# Required tasks:
a: Rewrite more briefly the paragraph of the configuration-option listing that begins "One may plot vector-only," keeping its main facts.
b: From the configuration-option listing, set down the part that opens with the words containing "The UNITS degF 1.8 523.67 converts" and closes with "are darkest red.", keeping it word for word.
[START Text segment]
This can be used, for example to convert temperatures from Kelvin to Fahrenheit...
LEVEL
model-level [1]
SCALE_RANGE
<min> <max> for the tile color-scale [data-min,data-max]
FORMAT_BINS
C-language format for color-scale legend-labels ["%g"]

VECTOR
<X-component variable-name> <Y-component variable-name> in VECFILE
VEC_RANGE
<max> for the windspeed color-scale [vec-max]
VEC_LEVEL
wind-grid model level [1]
VEC_INCREMENT
sampling interval for the vector plot (cells) [1]
VEC_THICKNESS
arrow-shaft thickness (pixels) [1]

CONTOUR
<variable-name> from CONFILE
CON_UNITS
<units-name> [<scale factor> <scale offset>]
where default is units from the file
CON_RANGE
<min> <max> for the tile color-scale [data-min,data-max]
CON_LEVEL
model-level [1]
CON_THICKNESS
contour-line thickness (pixels) [2]
CON_SMOOTH
smooth grid to be contoured? (TRUE|FALSE) [TRUE]

OBSERVATION
scalar <observation variable name>
OBS_SIZE
obs-marker size (pixels) [10]

OBS_VECTOR
<speed-vble name> <bearing-vble name>
OVEC_RANGE
<max> for the windspeed color-scale [vec-max]
OVEC_LENGTH
obs-arrow length (pixels) [10]
OVEC_THICKNESS
arrow-shaft thickness (pixels) [1]

TITLE1
First legend-header line [tile-variable name]
TITLE2
Second legend-header line [tile-variable description]
TITLE3
Third legend-header line> [path name for INFILE]

Constraints:

Blank lines are ignored (and may be used as section-separators).

UNITS, LEVEL,and SCALE_RANGE options are invalid after VARIABLE ALL...

Options may appear at most once per tile/smooth-plot variable.

One may plot vector-only by using an empty set of VARIABLEs; however, INFILE is still required in order to specify the grid definitions and time step sequence.

Total number of colors used (tile + vector + contour + observation + vector-observation) is at most 253.

Examples:

  • Here is a config-file for smooth tile-plots for level-1 TA
    The total image is 1200x800-pixels (counting legends as well as the tiling), output is in PNG format.
    The UNITS degF 1.8 523.67 converts the temperature from degrees Kelvin to to degrees Fahrenheit.
    There are 50 colors, in 10 bands ranging from light to dark, for blues, cyans, greens, yeallows, and reds. The SCALE_RANGE 12.0 112.0 The blue band represents "freezing" temperatures of 12-32 °F, cyan temperatures 32-52 °F, etc. Temperatures below 12 show up as the lightest blue, and above 122 are darkest red.
    State-boundary maps are drawn 2 pixels wide in black, and county-boundary mpas in very dark gray 1 pixel wide.
[END Text segment]
[START Recorded information]
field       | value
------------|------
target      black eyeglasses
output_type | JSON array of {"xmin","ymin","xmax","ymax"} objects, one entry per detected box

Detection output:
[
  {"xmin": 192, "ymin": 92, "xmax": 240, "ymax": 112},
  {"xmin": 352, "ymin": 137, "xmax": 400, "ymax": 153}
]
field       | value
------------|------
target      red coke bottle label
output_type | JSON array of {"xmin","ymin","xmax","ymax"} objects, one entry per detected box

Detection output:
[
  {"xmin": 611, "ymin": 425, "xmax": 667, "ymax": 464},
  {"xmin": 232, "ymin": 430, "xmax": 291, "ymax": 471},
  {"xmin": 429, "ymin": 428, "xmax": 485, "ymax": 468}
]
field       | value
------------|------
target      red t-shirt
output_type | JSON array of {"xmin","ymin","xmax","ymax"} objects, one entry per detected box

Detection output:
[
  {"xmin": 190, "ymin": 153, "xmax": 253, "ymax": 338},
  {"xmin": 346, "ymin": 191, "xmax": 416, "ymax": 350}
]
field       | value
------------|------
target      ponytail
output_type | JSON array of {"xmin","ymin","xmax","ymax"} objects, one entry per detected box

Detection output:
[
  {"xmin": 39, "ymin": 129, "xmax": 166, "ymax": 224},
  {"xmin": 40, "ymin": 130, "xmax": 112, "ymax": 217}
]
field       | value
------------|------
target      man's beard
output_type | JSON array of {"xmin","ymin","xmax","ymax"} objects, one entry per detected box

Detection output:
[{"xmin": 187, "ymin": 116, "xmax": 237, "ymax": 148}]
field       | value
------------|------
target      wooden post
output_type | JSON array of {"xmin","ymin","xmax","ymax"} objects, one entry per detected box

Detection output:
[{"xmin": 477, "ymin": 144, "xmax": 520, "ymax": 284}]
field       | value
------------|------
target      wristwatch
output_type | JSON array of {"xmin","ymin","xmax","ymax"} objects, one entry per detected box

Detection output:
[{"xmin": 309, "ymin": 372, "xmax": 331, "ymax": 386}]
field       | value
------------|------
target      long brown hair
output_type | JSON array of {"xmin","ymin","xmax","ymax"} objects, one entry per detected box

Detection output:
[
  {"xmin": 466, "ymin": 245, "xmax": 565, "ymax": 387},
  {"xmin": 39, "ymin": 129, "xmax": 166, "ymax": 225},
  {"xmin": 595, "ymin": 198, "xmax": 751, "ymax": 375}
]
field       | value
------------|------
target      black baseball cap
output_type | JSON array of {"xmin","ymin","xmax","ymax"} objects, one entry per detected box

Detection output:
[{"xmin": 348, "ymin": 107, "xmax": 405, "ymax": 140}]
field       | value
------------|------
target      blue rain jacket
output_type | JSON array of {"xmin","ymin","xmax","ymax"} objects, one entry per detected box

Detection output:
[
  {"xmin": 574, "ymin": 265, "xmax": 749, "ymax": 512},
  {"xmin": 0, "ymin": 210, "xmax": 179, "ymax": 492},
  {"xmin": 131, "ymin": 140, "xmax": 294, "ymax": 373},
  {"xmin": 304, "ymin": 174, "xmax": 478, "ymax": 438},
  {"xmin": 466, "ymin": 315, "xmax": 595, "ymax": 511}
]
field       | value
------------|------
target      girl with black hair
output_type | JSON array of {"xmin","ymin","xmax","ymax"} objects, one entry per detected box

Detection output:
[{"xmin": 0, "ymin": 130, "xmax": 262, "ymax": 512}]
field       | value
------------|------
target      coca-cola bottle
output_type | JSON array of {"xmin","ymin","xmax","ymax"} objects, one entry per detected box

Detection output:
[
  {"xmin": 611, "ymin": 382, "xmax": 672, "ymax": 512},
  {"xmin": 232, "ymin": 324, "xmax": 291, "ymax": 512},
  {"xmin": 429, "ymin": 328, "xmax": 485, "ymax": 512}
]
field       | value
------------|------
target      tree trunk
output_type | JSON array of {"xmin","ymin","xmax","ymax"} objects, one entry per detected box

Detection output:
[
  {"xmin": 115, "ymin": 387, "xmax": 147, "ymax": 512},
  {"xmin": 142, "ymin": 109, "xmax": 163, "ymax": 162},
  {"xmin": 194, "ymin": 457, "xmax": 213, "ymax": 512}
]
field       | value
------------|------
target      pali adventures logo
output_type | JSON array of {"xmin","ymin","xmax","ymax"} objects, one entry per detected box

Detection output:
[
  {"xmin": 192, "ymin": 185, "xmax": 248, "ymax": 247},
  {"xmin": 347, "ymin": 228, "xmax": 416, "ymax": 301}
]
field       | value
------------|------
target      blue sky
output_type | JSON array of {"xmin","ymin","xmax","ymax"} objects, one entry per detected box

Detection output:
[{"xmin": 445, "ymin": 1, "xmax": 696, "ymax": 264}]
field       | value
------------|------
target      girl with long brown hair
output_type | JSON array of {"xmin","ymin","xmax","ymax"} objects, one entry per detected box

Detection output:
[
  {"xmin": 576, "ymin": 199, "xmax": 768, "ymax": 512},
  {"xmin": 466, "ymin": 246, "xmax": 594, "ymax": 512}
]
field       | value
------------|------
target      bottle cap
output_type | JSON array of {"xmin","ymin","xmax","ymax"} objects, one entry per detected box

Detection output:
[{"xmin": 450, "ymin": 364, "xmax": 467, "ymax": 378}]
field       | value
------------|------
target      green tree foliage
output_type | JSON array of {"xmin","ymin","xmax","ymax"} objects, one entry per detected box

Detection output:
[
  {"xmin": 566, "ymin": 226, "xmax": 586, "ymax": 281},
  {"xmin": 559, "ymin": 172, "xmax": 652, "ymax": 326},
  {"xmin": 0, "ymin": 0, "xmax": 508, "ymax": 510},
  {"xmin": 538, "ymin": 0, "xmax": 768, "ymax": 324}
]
[END Recorded information]
# Complete answers:
a: Vector-only plots are possible with an empty set of VARIABLEs, but INFILE is still needed to specify the grid definitions and time step sequence.

b:
The UNITS degF 1.8 523.67 converts the temperature from degrees Kelvin to to degrees Fahrenheit.
    There are 50 colors, in 10 bands ranging from light to dark, for blues, cyans, greens, yeallows, and reds. The SCALE_RANGE 12.0 112.0 The blue band represents "freezing" temperatures of 12-32 °F, cyan temperatures 32-52 °F, etc. Temperatures below 12 show up as the lightest blue, and above 122 are darkest red.